台本『泊気質ハーリー異聞』金城哲夫

 

沖縄芝居の台本。脚本集『金城哲夫の世界 沖縄編』所収。1972年作品。

 

金城氏らしい、シンプルで力強い骨格のしっかりしたドラマ。泣かせどころ(松アとチルーが愛を語らう場面、チルーの同僚が松アを責めるセリフ、モウスーが松アを慰めるセリフ)もキッチリ抑え、アクションシーンもたっぷり。手馴れた感じの作品。

三良を演じた俳優に依頼され、彼の記念公演のために書き下ろされた台本だが、実質的な主役は三良ではなく松ア。ここは不思議な点。また、俳優はお題として「かつてハーリー狂いの男がいたそうだ」と金城氏に言ったらしいが、書かれたドラマはハーリー狂いにさして関係が無い。ここも不思議。

[データセットの行]
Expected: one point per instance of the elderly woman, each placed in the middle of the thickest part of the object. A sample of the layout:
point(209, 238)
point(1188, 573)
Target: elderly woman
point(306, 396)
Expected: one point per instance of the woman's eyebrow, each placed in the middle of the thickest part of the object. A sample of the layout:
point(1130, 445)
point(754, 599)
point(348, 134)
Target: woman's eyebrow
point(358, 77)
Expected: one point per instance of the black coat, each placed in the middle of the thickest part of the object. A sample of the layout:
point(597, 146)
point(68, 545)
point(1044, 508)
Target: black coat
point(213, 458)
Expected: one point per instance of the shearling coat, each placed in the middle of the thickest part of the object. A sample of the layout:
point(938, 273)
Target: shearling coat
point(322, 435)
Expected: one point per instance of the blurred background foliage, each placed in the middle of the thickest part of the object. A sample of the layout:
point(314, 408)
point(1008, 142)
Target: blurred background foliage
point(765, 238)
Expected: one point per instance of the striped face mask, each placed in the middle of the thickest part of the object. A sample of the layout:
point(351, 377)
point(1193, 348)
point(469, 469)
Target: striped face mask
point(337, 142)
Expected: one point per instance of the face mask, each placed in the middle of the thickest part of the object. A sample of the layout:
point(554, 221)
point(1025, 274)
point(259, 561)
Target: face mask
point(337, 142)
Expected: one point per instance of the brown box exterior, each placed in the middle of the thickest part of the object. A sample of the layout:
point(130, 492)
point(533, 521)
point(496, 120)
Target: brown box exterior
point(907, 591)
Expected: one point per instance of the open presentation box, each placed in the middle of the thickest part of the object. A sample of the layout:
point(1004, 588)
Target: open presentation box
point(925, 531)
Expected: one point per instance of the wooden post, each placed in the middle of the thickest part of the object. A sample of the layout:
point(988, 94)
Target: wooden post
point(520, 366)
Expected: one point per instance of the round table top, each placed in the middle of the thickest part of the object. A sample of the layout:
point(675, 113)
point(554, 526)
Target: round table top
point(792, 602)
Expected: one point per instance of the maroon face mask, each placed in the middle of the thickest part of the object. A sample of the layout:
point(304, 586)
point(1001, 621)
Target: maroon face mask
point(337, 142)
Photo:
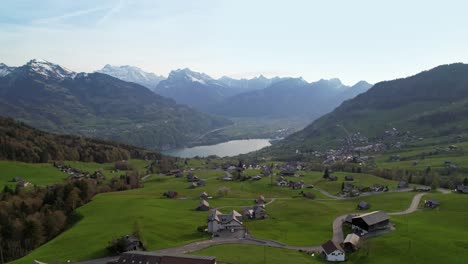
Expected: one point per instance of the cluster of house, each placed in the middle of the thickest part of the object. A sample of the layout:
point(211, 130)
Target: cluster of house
point(141, 257)
point(76, 174)
point(20, 182)
point(258, 211)
point(361, 225)
point(194, 181)
point(232, 221)
point(462, 188)
point(282, 182)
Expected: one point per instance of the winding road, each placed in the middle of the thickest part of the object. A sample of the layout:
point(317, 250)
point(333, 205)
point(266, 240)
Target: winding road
point(337, 226)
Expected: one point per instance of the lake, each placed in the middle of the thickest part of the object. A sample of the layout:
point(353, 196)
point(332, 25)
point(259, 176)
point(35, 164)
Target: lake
point(229, 148)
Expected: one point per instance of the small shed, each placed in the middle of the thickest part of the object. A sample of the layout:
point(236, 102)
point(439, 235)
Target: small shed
point(260, 200)
point(332, 251)
point(203, 206)
point(349, 178)
point(431, 203)
point(204, 195)
point(402, 185)
point(362, 205)
point(351, 242)
point(371, 222)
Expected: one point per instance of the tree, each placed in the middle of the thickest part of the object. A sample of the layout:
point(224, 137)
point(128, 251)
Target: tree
point(73, 199)
point(465, 181)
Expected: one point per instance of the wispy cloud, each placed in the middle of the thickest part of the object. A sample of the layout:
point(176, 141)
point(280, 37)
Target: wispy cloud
point(112, 12)
point(60, 18)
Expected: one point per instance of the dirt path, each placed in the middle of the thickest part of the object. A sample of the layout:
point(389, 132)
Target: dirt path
point(337, 226)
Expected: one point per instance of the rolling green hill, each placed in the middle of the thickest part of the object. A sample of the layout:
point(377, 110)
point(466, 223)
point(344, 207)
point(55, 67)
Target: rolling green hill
point(432, 103)
point(19, 142)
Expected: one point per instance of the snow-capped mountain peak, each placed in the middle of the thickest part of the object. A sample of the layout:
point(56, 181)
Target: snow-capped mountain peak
point(189, 75)
point(5, 69)
point(132, 74)
point(49, 70)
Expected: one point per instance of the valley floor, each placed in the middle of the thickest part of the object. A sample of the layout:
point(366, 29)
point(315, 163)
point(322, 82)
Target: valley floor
point(294, 222)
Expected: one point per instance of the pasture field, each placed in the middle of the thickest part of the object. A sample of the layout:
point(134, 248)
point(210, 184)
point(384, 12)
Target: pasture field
point(36, 173)
point(168, 223)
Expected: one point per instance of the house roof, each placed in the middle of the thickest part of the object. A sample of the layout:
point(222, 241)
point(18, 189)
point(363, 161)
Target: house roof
point(203, 203)
point(155, 258)
point(225, 218)
point(330, 247)
point(432, 201)
point(352, 238)
point(363, 204)
point(373, 217)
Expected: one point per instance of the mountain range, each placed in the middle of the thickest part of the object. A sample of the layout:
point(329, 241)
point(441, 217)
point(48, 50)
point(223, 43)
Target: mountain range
point(433, 103)
point(50, 97)
point(133, 74)
point(257, 97)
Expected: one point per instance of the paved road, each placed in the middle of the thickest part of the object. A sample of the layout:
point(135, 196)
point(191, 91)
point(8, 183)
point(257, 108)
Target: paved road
point(337, 226)
point(413, 207)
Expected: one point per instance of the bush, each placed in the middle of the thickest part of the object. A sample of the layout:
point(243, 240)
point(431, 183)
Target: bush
point(122, 165)
point(223, 191)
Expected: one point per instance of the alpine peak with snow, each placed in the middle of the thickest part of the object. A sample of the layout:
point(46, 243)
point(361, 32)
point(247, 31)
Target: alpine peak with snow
point(46, 70)
point(133, 74)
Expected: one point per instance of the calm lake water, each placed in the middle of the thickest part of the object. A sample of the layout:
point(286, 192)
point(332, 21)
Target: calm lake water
point(229, 148)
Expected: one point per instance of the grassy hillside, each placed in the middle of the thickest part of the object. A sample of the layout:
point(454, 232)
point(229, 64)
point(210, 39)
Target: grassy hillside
point(37, 174)
point(166, 223)
point(23, 143)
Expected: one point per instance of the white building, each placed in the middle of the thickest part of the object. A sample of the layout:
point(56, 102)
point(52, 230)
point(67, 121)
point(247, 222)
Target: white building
point(333, 252)
point(218, 221)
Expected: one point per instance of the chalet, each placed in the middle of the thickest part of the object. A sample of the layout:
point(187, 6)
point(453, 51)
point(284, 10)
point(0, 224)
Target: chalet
point(362, 205)
point(296, 185)
point(256, 212)
point(431, 203)
point(23, 184)
point(349, 219)
point(170, 194)
point(173, 172)
point(333, 252)
point(332, 178)
point(17, 179)
point(203, 206)
point(141, 257)
point(462, 188)
point(371, 222)
point(218, 222)
point(282, 183)
point(192, 177)
point(227, 178)
point(256, 178)
point(204, 195)
point(201, 182)
point(349, 178)
point(132, 243)
point(351, 242)
point(260, 200)
point(402, 185)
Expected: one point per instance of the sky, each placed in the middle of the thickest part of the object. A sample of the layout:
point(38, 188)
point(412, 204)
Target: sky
point(351, 40)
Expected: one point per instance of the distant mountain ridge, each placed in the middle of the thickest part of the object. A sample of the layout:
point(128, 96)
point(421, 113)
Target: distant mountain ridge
point(432, 103)
point(52, 98)
point(290, 97)
point(133, 74)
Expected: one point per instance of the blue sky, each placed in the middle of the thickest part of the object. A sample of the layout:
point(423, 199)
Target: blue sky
point(351, 40)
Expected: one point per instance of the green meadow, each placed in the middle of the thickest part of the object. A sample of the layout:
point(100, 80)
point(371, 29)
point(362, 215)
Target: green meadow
point(38, 173)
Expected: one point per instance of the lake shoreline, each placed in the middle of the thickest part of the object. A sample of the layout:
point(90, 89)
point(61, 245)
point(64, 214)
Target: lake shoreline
point(224, 149)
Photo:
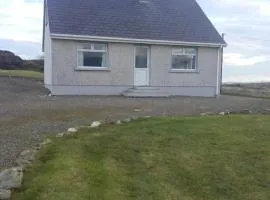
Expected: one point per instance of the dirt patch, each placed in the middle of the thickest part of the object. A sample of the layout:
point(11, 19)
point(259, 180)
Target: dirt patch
point(28, 115)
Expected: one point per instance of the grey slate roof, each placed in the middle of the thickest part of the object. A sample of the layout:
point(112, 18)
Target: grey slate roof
point(174, 20)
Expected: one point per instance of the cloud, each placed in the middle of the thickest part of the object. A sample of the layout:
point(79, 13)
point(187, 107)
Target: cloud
point(246, 79)
point(245, 23)
point(237, 59)
point(21, 20)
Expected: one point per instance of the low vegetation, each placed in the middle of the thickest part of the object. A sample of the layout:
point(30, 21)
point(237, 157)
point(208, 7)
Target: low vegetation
point(190, 158)
point(22, 73)
point(260, 90)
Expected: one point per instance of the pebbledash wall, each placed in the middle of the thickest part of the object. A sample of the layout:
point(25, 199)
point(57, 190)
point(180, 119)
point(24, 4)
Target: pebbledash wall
point(63, 78)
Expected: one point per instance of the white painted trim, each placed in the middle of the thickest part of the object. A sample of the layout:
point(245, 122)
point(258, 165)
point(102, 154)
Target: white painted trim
point(148, 64)
point(218, 66)
point(131, 40)
point(91, 68)
point(185, 70)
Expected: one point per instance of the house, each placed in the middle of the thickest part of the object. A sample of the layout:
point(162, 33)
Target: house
point(130, 47)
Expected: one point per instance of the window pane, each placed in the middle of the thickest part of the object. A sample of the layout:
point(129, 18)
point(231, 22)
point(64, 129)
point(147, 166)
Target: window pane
point(86, 46)
point(141, 57)
point(183, 62)
point(98, 46)
point(94, 59)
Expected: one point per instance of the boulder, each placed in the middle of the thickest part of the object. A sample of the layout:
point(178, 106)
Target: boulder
point(206, 114)
point(9, 60)
point(47, 141)
point(26, 157)
point(60, 135)
point(95, 124)
point(11, 178)
point(118, 122)
point(72, 130)
point(127, 120)
point(5, 194)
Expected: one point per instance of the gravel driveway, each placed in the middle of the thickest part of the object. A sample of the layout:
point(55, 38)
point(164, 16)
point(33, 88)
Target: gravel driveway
point(27, 114)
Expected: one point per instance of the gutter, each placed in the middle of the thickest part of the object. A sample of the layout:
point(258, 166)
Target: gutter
point(133, 40)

▸ **課題**
• 1. 『泊気質ハーリー異聞』の紹介文から「三良を演じた俳優に」で始まる段落を選び、主な事実を残して箇条書きに書き直してください。
• 2. 『泊気質ハーリー異聞』の紹介文を、最後の文の後から書き継いでください。

▸ **課題別の結果**
• 1.
- 三良を演じた俳優の依頼を受け、その俳優の記念公演のために書き下ろされた台本である。
- 実質的な主役は三良ではなく松アで、そこが不思議な点だとされている。
- 俳優は「かつてハーリー狂いの男がいたそうだ」とお題を出したらしい。しかし書かれたドラマはハーリー狂いとさして関係がなく、これも不思議だとされている。

• 2.
金城氏の芝居は「沖縄芝居らしさが無い」との評を受けることがあったという。この『泊気質…』も、「ヤマト芝居に沖縄要素をトッピングしただけ」と評されることがあったかもしれない。「沖縄芝居らしい芝居を書かねばならない」との使命感に捉われすぎたことが金城氏の悲劇だった気がする。もっとシンプルに「自分が面白いと思うものを、書きたいように書く」という姿勢に徹することができれば、悲しい運命は避け得たのではないか。本土での金城氏の輝きに満ちた作品群を考えると、そう思われてならない。

 

あらすじ

舞台は泊村。国王により塩焼き業が禁止され、また日照り続きで農業も不振、村民は苦しんでいた。主人公・三良と息子の松アは、塩焼き仕事ができないので、臨時に船乗りになり働いていた。ハーリー(小型漁船による村対抗レース)の日が近づき、ハーリー大好き男・三良の血が騒ぐ。

そんなある日、港に客船が着く。松アが舵取りしてきたその船には、若い娘・チルーが乗っていた。チルーは遊郭に売られて故郷を去り、船で連れてこられたのだ。チルーは松アの恋人。松アにとって、遊郭に売られた恋人を自分で運んでくる悲しい航海であった。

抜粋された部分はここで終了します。